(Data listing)
"""

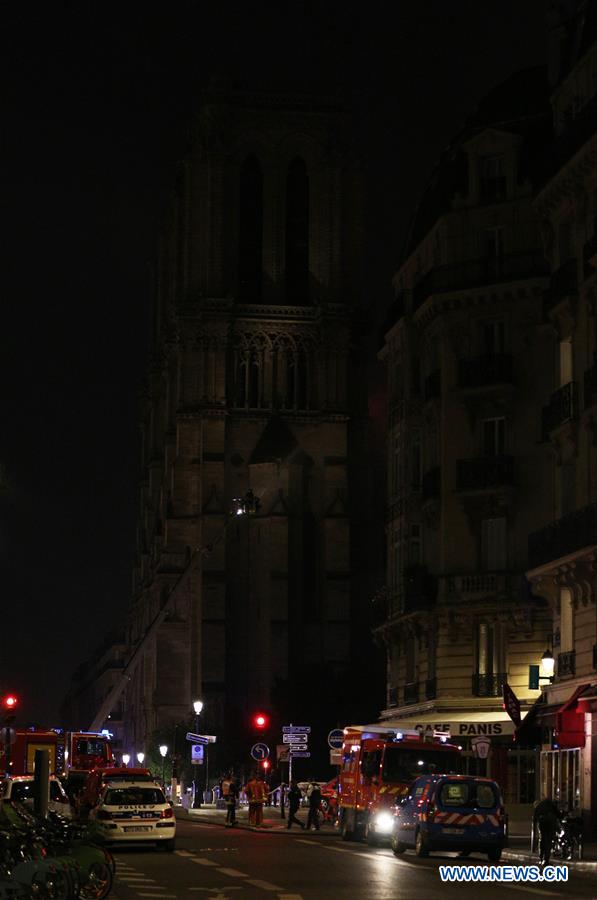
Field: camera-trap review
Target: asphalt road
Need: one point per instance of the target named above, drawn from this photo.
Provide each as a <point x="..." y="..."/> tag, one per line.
<point x="226" y="864"/>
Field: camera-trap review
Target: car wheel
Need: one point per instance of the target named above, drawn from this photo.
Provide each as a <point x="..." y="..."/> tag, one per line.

"""

### Exercise prompt
Lay out the material above as a JSON list of strings, one string per line, skipping blank lines and leaving out the pictures.

### Answer to this task
[
  "Field: camera-trap review",
  "Target: asphalt road",
  "Need: one point per instance of the target named above, drawn from this photo.",
  "Provide each as a <point x=\"...\" y=\"...\"/> tag, one per line.",
  "<point x=\"226\" y=\"864\"/>",
  "Field: camera-trap review",
  "Target: car wheel",
  "Need: one point per instance of the target named above, drawn from this photo.",
  "Provide each as a <point x=\"...\" y=\"...\"/> tag, one per line."
]